* Source material:
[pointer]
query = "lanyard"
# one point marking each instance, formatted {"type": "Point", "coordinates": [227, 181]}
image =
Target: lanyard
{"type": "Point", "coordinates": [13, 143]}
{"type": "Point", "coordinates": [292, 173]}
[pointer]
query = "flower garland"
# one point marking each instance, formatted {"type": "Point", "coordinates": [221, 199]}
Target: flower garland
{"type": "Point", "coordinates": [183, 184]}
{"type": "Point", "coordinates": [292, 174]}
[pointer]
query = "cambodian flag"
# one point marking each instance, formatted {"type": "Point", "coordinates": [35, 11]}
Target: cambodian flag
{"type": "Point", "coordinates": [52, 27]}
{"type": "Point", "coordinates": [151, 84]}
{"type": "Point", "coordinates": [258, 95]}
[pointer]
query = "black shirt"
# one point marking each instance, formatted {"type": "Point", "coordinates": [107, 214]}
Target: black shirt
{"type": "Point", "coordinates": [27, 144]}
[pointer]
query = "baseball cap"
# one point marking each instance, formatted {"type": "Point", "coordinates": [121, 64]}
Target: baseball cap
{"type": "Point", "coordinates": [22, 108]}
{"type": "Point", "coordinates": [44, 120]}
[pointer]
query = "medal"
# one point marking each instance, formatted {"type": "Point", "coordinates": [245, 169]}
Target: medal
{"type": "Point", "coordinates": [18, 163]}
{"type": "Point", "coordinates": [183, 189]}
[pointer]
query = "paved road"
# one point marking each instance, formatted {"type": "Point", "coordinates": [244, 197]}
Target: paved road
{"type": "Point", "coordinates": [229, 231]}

...

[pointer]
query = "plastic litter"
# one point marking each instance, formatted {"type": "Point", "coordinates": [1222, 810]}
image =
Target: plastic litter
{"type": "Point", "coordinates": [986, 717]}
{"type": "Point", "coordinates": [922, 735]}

* Task instructions: Copy out every line above that contains the word "each". Case counts.

* Full output:
# one point marking each instance, formatted {"type": "Point", "coordinates": [227, 181]}
# one point marking each instance, formatted {"type": "Point", "coordinates": [221, 199]}
# one point marking each instance, formatted {"type": "Point", "coordinates": [35, 11]}
# one point marking each instance, formatted {"type": "Point", "coordinates": [107, 214]}
# one point marking each instance, formatted {"type": "Point", "coordinates": [121, 64]}
# one point marking each instance, formatted {"type": "Point", "coordinates": [245, 169]}
# one point marking each instance, formatted {"type": "Point", "coordinates": [244, 197]}
# one point marking each instance, formatted {"type": "Point", "coordinates": [1222, 810]}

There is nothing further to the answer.